● Problem details: Output exactly, please, the lines of the records below from the one containing "of the blue" through the final line.

[Object point labels]
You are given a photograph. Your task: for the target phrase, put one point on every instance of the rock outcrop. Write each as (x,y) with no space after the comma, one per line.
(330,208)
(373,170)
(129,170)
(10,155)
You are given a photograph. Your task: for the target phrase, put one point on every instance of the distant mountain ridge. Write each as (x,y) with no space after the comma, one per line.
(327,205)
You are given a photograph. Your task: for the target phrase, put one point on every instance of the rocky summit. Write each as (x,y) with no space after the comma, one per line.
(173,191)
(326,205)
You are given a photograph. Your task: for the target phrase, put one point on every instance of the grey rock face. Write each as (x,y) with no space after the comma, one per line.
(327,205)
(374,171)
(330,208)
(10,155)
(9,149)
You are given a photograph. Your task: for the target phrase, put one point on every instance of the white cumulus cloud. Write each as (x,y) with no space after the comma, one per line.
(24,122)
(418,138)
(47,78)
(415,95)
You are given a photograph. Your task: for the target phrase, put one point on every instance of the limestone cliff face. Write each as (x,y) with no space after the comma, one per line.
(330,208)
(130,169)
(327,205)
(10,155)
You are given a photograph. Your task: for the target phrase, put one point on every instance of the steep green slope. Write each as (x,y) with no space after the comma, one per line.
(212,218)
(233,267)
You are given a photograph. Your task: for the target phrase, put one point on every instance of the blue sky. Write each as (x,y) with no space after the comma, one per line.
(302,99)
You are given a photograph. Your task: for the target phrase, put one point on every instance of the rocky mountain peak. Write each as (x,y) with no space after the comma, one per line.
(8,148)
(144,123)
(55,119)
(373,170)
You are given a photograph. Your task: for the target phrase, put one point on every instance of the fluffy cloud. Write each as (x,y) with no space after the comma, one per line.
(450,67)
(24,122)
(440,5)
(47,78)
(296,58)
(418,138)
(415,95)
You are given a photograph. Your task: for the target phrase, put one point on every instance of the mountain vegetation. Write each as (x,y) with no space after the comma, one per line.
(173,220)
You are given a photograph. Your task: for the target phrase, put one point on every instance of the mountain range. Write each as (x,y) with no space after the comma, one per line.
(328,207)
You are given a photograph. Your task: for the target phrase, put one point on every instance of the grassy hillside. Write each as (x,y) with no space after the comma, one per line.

● Solution to this task:
You are given a photograph. Your task: for the target phrase, put one point on every instance of the blue sky. Write each as (x,y) with no space after the comma, one per line.
(302,99)
You are given a photograph. Your task: for the target phrase, put one point on every instance of the rocky mountain peak. Write each as (x,y) with no space after the comma, one per line.
(8,148)
(144,123)
(55,119)
(373,170)
You are given a photograph. Your task: for the target phrase, put one point on every instance of the fluffy cloud. Write each as (x,y) with no space after the comma, one per line.
(450,67)
(24,122)
(440,5)
(47,78)
(296,58)
(418,138)
(415,95)
You are given a photograph. Your task: for the target phrase, put one point on every instance of the mountain vegetation. Write each as (x,y) with no space after the comma, one per line.
(173,220)
You are given a photograph. Your task: for the target phrase, put one point on every instance of the mountain range. Write each as (x,y) with no space after the comma, one per line.
(328,207)
You are given a photograph. Your task: for the target phrase, put one point on every instance of the grassy hillside. Write each as (x,y) with no space after the comma, one per line.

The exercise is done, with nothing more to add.